Exercise task A: Please transcribe the stretch of the website registration terms from "2.4. We reserve" through "(repeatedly or otherwise)".
Exercise task B: In the website registration terms, what must a user do upon discovering that their password has been compromised?

Excerpt to read:
2.2. By registering on the Website you undertake:
2.2.1. That all the details you provide to us for the purpose of registering on the Website and purchasing the Services are true, accurate, current and complete in all respects
2.2.2. To notify us immediately of any changes to the information provided on registration or to your personal information
2.2.3. That you are over 18 or if under 18 you have a parent or guardian’s permission to register with and purchase the Services from this Website in conjunction with and under their supervision
2.2.4. To only use the Website using your own username and password
2.2.5. To make every effort to keep your password safe
2.2.6. Not to disclose your password to anyone
2.2.7. To change your password immediately upon discovering that it has been compromised
2.2.8. To neither transfer or sell your username or password to anyone, nor permit, either directly or indirectly, anyone other than you to use them
2.3. You authorise us to transmit your name, address and other personal information supplied by you (including updated information) to obtain information from third parties about you, including, but not limited to, credit reports and so that we may authenticate your identity.
2.4. We reserve the right to terminate an agreement formed with you pursuant to clause 9 below and to suspend or terminate your access to the Website immediately and without notice to you if:
2.4.1. You fail to make any payment to us when due
2.4.2. You breach these Conditions (repeatedly or otherwise)
2.4.3. You are impersonating any other person or entity
2.4.4. When requested by us to do so, you fail to provide us within a reasonable time with sufficient information to enable us to determine the accuracy and validity of any information supplied by you, or your identity
2.4.5. We suspect you have engaged, or are about to engage, or have in anyway been involved, in fraudulent or illegal activity on the Website
3.1. The prices of the Services are quoted on the Website.

Items from a data source:
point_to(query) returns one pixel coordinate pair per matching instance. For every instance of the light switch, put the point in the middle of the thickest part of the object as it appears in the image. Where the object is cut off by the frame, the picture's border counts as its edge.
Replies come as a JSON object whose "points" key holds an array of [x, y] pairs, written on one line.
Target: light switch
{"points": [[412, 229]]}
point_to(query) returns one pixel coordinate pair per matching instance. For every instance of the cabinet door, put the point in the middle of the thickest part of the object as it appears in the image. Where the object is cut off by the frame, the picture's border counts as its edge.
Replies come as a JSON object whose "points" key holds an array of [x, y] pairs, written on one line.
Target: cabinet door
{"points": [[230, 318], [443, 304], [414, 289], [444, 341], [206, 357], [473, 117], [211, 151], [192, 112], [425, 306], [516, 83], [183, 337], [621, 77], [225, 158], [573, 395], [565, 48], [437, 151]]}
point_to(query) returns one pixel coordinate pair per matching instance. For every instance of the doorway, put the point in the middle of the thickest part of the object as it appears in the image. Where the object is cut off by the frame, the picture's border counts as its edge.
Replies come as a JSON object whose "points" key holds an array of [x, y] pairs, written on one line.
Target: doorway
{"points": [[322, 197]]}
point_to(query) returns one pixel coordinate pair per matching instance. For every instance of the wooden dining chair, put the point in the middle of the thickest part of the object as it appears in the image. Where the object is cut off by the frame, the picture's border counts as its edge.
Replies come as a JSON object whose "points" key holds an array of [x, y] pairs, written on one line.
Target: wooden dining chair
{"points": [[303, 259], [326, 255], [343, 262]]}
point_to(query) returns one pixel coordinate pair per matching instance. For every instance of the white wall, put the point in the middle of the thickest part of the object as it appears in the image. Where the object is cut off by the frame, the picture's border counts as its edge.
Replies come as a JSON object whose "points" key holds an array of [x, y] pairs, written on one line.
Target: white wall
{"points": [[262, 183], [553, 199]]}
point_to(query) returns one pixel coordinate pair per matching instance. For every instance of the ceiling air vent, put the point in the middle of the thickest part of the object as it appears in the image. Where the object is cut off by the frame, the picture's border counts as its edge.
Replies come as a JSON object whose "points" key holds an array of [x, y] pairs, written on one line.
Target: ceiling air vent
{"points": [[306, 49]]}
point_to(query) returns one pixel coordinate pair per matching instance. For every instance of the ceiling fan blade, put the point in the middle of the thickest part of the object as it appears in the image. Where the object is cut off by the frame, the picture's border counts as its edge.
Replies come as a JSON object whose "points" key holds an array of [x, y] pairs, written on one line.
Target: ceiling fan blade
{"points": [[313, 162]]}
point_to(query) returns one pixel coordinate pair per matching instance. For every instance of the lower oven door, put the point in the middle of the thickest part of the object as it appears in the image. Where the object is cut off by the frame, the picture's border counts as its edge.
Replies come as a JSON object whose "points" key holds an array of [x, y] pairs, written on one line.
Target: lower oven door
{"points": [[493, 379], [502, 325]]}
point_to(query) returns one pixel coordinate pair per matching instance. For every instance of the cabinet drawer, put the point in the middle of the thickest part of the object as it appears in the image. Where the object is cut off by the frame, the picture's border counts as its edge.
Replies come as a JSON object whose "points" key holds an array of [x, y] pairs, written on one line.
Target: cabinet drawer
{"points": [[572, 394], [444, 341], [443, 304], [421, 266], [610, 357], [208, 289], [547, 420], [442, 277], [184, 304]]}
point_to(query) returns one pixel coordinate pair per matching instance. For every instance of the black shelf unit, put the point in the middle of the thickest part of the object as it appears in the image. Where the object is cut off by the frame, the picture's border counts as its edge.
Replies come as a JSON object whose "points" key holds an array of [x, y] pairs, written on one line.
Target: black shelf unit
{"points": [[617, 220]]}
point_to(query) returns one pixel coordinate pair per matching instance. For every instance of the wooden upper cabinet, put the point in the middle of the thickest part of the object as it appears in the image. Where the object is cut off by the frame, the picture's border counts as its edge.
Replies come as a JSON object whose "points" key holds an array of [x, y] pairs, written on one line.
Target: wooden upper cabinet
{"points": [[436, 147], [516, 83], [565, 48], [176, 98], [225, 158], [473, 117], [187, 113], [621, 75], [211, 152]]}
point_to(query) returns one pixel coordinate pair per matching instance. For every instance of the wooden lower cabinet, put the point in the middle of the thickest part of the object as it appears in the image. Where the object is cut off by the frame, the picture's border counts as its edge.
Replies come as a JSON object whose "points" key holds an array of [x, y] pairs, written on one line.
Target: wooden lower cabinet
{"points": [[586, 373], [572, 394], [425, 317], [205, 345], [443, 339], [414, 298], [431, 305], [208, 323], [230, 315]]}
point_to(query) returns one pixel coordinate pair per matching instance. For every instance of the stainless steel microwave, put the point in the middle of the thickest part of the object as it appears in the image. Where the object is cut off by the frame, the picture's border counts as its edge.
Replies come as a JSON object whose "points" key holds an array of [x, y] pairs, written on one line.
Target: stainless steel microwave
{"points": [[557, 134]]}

Full response A:
2.4. We reserve the right to terminate an agreement formed with you pursuant to clause 9 below and to suspend or terminate your access to the Website immediately and without notice to you if:
2.4.1. You fail to make any payment to us when due
2.4.2. You breach these Conditions (repeatedly or otherwise)

Full response B: Change the password immediately.